[Referring expression data]
■ ■ ■ ■ ■ ■ ■
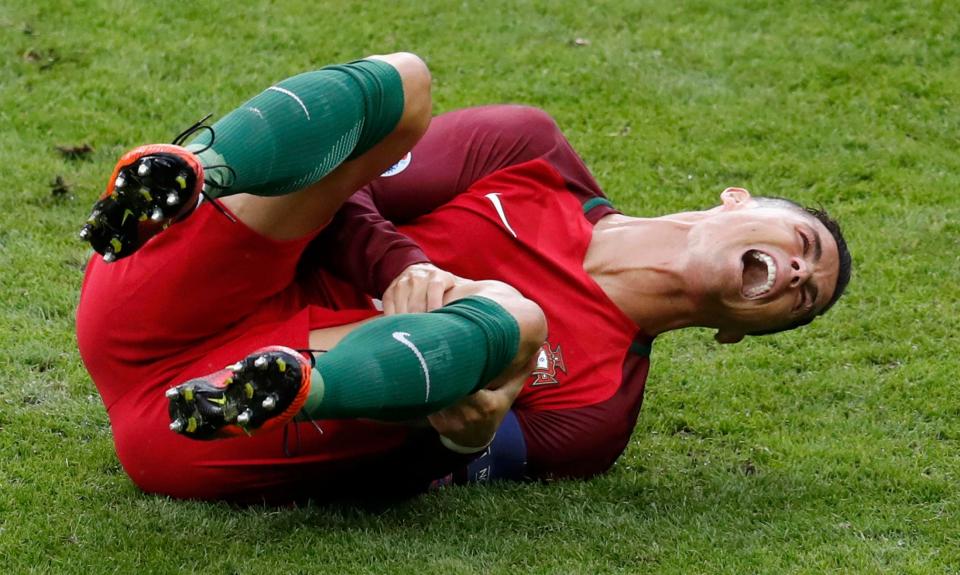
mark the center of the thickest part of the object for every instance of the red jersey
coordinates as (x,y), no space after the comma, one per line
(497,192)
(521,226)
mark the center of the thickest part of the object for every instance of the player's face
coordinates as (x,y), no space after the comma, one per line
(764,264)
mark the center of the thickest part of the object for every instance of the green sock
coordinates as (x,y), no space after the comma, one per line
(411,365)
(296,132)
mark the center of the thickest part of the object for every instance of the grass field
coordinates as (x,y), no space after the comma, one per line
(833,449)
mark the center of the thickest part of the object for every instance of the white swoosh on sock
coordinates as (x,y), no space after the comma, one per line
(402,338)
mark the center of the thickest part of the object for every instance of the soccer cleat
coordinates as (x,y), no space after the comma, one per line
(151,187)
(263,391)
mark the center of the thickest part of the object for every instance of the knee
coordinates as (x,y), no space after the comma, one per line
(527,313)
(416,79)
(534,129)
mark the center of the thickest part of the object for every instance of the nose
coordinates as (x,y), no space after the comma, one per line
(799,271)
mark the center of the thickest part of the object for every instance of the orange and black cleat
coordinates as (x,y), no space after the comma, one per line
(151,187)
(263,391)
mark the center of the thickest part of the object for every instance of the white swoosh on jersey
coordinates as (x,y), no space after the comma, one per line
(495,200)
(402,338)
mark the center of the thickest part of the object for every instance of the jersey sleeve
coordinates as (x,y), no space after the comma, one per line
(459,148)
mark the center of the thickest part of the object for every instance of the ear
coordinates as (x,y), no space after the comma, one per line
(734,198)
(727,336)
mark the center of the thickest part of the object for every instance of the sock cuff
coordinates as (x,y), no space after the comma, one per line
(383,101)
(500,328)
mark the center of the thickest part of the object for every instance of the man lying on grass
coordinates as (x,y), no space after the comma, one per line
(323,396)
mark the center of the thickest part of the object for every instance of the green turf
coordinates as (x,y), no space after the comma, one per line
(830,450)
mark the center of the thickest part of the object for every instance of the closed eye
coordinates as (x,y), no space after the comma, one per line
(805,242)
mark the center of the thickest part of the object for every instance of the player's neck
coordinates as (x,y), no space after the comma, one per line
(640,264)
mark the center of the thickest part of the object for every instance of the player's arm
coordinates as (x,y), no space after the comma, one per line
(458,149)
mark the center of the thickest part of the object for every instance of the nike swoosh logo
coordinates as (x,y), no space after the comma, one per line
(402,338)
(495,200)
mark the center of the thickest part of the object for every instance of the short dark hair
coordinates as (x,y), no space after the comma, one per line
(846,261)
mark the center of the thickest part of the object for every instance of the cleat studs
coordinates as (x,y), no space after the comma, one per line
(269,402)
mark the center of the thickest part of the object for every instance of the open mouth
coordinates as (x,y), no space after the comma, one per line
(759,274)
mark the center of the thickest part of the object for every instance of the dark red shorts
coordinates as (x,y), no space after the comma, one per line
(200,296)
■ ■ ■ ■ ■ ■ ■
Print every entry above again without changing a word, and omit the pictures.

mark the center of the thickest part of the object for every instance of the red jersey
coordinates as (x,y), no space after the comma, one per line
(497,192)
(521,226)
mark the center of the thickest part of the object for every instance of the player's face
coordinates as (x,y), no space after the comma, one per line
(764,264)
mark the center of the thickest part of the object for every instance of the green sock
coordinates as (x,y), no space after the comma, one per line
(411,365)
(296,132)
mark the center of the thickest part of the object for every instance of the grass field
coordinates as (x,y), no space after the comma, one per line
(833,449)
mark the center of the thickest part of the object for every instance of the white swoosh on sock
coordinates as (x,y), no space after the comma, one per line
(402,338)
mark the center of the thickest part of the object for every instance of the soccer cleat
coordinates as (x,y), no space after the comma, one per line
(151,187)
(263,391)
mark the center of the thickest part of the object for every instance of the knee
coordinates as (x,y), no space after the comma, one per line
(527,313)
(416,79)
(534,129)
mark the center of the thickest part of the object for every instance of the nose
coordinates as (x,y), no space after the comma, one per line
(799,271)
mark the center of the thickest part of the object for every instance of the orange and black cleat
coordinates as (x,y), no space after the comma, one per line
(151,187)
(263,391)
mark the center of the thickest part of the object for every instance of the white swoosh on jersey
coordinates as (x,y), no space after the comma, one per line
(495,200)
(402,338)
mark the center of the thickest part of the object for every instance of the jersey sleeve
coordinates as (x,y), no space after the comma, one per line
(459,148)
mark the center of the thickest part of the object for every instance of the ear
coordinates as (x,y), no space after the comma, one per line
(734,198)
(727,336)
mark the center of the thickest part of the object for every instance of the sock cuff
coordinates as (x,y), no space after the comma, one per line
(383,101)
(500,328)
mark the center of the thickest part of the object for every instance of the man lying on grass
coordinates as (x,y), no space after the comma, one per line
(323,396)
mark the center of the thickest part of the object for every instance of the green turf
coordinates as (x,y), no space after the comma, one per line
(830,450)
mark the center of the thickest part of the object for every instance of the closed eye
coordinates as (x,y), no space after the comma, one per line
(805,242)
mark the center of the thickest part of the object for every instance of the player's neck
coordinates as (x,y), no space after the comma, one per line
(640,264)
mark the center of the thickest part of the object for every instance of the player's arm
coordinates as (x,y), no space after the comma, one per line
(458,149)
mark the center of the thickest part of the object for every instance of the nike swoosh logo
coordinates as (x,y), no space after the comma, one per line
(402,338)
(495,200)
mark the center of the thickest part of the object for every instance of the short dark hair
coordinates as (x,y), no space after the comma, one per line
(846,261)
mark the center of the thickest part of the object for every instance of the cleat studs
coordinates as (x,y), no space after the comma, one per line
(269,402)
mark the center of the thickest part of the object for every instance of the open mouth
coordinates as (x,y), no space after the comma, one per line
(759,274)
mark the center of the thickest part of the object for every instance of the dark red shorts
coordinates as (x,y), no space after the comma, one per line
(200,296)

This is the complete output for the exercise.